Assignment: Each record below should be written out again exactly.
Dataset excerpts section start
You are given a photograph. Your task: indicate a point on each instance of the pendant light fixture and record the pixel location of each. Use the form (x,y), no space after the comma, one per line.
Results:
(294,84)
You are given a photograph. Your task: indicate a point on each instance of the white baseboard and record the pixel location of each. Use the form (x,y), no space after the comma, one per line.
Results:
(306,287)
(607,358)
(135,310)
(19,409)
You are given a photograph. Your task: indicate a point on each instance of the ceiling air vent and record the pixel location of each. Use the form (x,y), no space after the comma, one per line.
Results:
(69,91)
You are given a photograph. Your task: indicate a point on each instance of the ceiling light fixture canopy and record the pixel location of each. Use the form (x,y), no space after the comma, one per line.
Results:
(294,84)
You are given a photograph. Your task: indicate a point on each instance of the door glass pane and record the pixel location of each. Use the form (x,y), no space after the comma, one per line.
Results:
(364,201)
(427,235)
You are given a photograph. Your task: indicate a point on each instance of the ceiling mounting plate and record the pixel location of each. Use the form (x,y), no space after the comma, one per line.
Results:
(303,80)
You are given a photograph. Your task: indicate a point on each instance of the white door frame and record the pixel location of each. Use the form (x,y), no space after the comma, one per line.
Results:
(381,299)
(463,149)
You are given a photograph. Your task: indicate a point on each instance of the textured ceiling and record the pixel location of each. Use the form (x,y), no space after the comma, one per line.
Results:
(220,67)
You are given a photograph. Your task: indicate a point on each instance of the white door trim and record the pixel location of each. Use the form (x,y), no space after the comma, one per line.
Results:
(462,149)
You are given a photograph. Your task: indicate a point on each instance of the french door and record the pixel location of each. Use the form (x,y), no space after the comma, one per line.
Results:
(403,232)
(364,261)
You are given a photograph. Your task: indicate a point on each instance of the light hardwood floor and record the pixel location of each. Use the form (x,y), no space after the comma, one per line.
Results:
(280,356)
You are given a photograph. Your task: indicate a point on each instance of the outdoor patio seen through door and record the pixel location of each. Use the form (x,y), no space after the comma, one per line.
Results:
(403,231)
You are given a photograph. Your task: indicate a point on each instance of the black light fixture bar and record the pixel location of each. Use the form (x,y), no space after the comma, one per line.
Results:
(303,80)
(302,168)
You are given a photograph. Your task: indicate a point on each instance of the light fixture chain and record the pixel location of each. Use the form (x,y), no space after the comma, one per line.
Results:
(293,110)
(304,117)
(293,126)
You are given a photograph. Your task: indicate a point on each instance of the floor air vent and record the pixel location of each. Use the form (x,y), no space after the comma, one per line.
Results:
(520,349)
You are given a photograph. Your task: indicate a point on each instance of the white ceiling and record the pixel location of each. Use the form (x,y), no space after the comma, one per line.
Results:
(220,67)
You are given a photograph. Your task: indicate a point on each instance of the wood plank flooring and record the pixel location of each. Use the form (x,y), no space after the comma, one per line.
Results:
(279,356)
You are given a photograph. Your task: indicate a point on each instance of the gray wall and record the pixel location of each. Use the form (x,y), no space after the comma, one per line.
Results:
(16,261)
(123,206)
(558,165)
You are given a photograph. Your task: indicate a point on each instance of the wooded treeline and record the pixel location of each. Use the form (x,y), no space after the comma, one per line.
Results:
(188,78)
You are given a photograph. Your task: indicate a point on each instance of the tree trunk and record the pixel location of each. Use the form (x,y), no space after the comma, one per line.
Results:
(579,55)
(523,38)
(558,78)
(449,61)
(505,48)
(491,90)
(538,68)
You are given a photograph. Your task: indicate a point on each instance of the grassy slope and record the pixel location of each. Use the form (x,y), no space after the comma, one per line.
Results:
Dataset excerpts section end
Your response:
You are given a photograph. Your task: indicate a point on each instance of the pendant light fixture and record the pixel location of each. Use the form (x,y), no space after the comma, one per line.
Results:
(294,84)
You are given a photograph. Your task: indicate a point on each instance of the white baseboard and record the pixel location of each. Use the form (x,y), no space after the comma, one per line.
Results:
(306,287)
(607,358)
(135,310)
(19,409)
You are given a photograph. Your task: indicate a point on each instance of the ceiling air vent and record the pixel location of each. Use the form (x,y), no space after the comma, one per line.
Results:
(69,91)
You are given a photograph. Your task: indicate a point on each instance of the ceiling light fixture canopy and record the pixel location of each. Use the form (x,y), no space after the comma, one per line.
Results:
(294,84)
You are given a photograph. Your task: indicate a point on each instance of the door glass pane and record the pixel location of each. Use the form (x,y), no space after the comma, one per line.
Results:
(364,201)
(427,235)
You are given a photograph. Your task: indicate a point on each instance of the ceiling mounting plate and record the pixel location of each. Use the form (x,y), no space after the comma, one per line.
Results:
(303,80)
You are given a photograph. Your task: indicate a point on each instance of the white door frame and record the pixel location of each. Use the form (x,y), no space after the comma, one per line.
Results:
(381,299)
(463,149)
You are given a photograph. Your task: indicate a point on each instance of the textured ceiling and record the pixel location of each. Use the form (x,y), no space after the comma, one per line.
Results:
(220,67)
You are given a photograph. Your task: indicate a point on each instance of the white door trim and record the pixel location of each. Use the form (x,y), no space after the comma, one per line.
Results:
(462,149)
You are given a photograph. Your task: indicate a point on each instance of the french door and record the pixel location of each. Use the form (x,y), no space after the comma, one per line.
Results:
(403,232)
(364,261)
You are given a photograph. Your task: indicate a point on each instance of the light hardwood floor and record the pixel location of each. Use the form (x,y), no space after the comma, one per line.
Results:
(280,356)
You are given a photograph. Your task: indicate a point on each instance of the outdoor patio seen through door and record the pixel location of each. Use the form (x,y), no space after the comma, one per line.
Results:
(403,231)
You are given a photograph. Your task: indicate a point on each instance of the black light fixture bar and record the pixel location of each. Use the form (x,y), no space after the comma, one per line.
Results:
(303,80)
(302,168)
You are given a photograph. Your task: indicate a point on each instance of the light fixture chain and record the pixel location of each. Use the form (x,y), no space after the comma, one per line.
Results:
(293,110)
(304,117)
(293,126)
You are given a photograph. Your task: indicate a point on each instance of the floor air vent and record the pixel location of each. Use the form (x,y), no space after the comma, one per line.
Results:
(520,349)
You are given a photograph. Your task: indicate a point on each instance of the white ceiling and record the pixel location of each. Use the form (x,y), no space after the comma, one per line.
Results:
(220,67)
You are given a photograph. Your task: indicate a point on each instance of the wood plank flooring and record the pixel location of each. Use the form (x,y), no space after the comma, one per line.
Results:
(279,356)
You are given a photograph. Your task: indicate a point on each instance of the gray wall and record the pixel location of each. Use the form (x,y), no space after the comma, one per line.
Results:
(16,261)
(123,206)
(558,165)
You are given a photograph. Your task: indicate a point on each instance of the wooded treeline and record the pixel location of each. Use the form (x,y), no space after the comma, one per line.
Results:
(188,78)
You are given a photograph. Your task: indicate a point on each instance of the tree trunk and record the pixel location of each. Use the form (x,y), no space after the comma, one per line.
Results:
(579,55)
(523,38)
(558,78)
(449,61)
(505,48)
(491,90)
(538,68)
You are given a photograph. Your task: indicate a point on each instance of the grassy slope and record the pixel location of each. Use the form (x,y), no space after the comma, one per line.
Results:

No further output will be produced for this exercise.